BEGIN Extracted entries
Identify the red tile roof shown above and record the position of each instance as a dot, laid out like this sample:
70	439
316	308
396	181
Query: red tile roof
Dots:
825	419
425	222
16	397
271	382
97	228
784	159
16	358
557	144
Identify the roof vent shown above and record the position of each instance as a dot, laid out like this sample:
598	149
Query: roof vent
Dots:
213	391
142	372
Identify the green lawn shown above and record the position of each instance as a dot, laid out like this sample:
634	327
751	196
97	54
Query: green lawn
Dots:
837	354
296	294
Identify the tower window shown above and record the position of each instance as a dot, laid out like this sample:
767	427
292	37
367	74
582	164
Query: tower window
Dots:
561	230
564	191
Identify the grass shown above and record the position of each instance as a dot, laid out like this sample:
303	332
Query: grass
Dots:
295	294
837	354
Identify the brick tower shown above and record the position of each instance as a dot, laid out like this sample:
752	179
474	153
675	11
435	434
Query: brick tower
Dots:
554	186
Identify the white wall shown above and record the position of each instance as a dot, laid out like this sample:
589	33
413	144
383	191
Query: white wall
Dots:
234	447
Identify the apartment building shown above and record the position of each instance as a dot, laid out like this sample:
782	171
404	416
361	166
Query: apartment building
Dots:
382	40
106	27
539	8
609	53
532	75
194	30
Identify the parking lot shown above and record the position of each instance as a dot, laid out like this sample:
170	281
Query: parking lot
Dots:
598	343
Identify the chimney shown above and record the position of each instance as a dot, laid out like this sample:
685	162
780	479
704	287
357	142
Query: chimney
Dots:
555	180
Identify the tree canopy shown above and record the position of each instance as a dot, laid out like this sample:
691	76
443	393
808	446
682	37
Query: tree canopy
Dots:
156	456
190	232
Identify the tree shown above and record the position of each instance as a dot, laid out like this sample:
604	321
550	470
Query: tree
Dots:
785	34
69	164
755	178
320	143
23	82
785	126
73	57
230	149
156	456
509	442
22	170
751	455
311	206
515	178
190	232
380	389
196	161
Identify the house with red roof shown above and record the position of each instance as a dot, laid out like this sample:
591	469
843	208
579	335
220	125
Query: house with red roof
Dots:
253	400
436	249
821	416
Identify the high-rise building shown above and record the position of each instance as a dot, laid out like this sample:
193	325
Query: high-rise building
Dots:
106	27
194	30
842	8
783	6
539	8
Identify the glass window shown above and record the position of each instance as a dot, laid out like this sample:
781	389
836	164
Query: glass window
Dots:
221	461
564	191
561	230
END Extracted entries
Problem description
Copy every record again, keeping each word unchanged.

Exercise response
Identify the red tile roof shown above and record the position of each instance as a dot, laid out like this sample:
70	439
316	308
396	181
Query: red tile roof
Dots:
825	419
425	222
16	397
271	382
97	228
784	159
16	358
557	144
Identify the roof vent shown above and record the position of each instance as a dot, laid out like this sample:
598	149
Query: roof vent
Dots:
213	391
142	372
Identify the green lawn shown above and record the position of each instance as a dot, laid out like this sample:
634	327
751	196
97	54
Query: green lawn
Dots:
837	354
296	294
Identify the tower window shown above and record the position of each instance as a dot, laid out like this sample:
767	427
292	37
367	74
582	164
Query: tower window
Dots:
561	230
564	191
Identify the grass shown above and record the position of each instance as a dot, laid out like this sample:
303	332
Query: grass
Dots:
295	294
837	354
Identify the brick tower shown above and record the position of each instance as a dot, laid out like this sample:
752	179
474	153
675	11
435	434
Query: brick tower
Dots:
554	186
Identify the white wall shown above and record the position of each instance as a dot, laid out like this sample:
589	33
413	144
383	191
Query: white wall
Dots:
234	447
Identify the apartment building shown above and record the position of each instance as a dot, laid out like this sample:
782	171
404	416
361	166
Query: apartment building
Dots:
382	40
106	27
539	8
609	53
532	75
194	30
Identify the parking lot shown above and record the position of each instance as a dot, laid out like this sample:
170	281
Query: parking lot
Dots:
598	343
Identify the chimney shown above and record the position of each instance as a dot, laid out like this sample:
685	162
780	479
704	287
357	142
Query: chimney
Dots:
555	180
Identify the tree canopy shown above and record the position of each instance as a dot, laid out like this sample:
691	76
443	393
808	446
682	37
Query: tree canopy
Dots:
156	456
190	232
Identify the tree shown above and record the position of each instance as a dot, laid out like this sample:
604	321
550	470
Query: tree
Dots:
785	34
69	164
755	178
320	143
23	82
785	126
73	57
230	149
156	456
509	442
22	170
751	455
311	206
515	178
190	232
380	389
196	161
Identify the house with red roof shown above and record the position of each instance as a dot, laid out like this sample:
591	469
843	208
579	335
220	125
Query: house with red roof
Dots:
253	400
436	249
821	416
Identify the high-rise building shown above and record the position of each instance as a dot, laid out like this sample:
193	325
Query: high-rise building
Dots:
106	27
194	30
842	8
783	6
539	8
Identify the glass window shown above and record the position of each instance as a dot, laid out like this sample:
781	389
836	164
Query: glass window
Dots:
221	461
564	191
561	230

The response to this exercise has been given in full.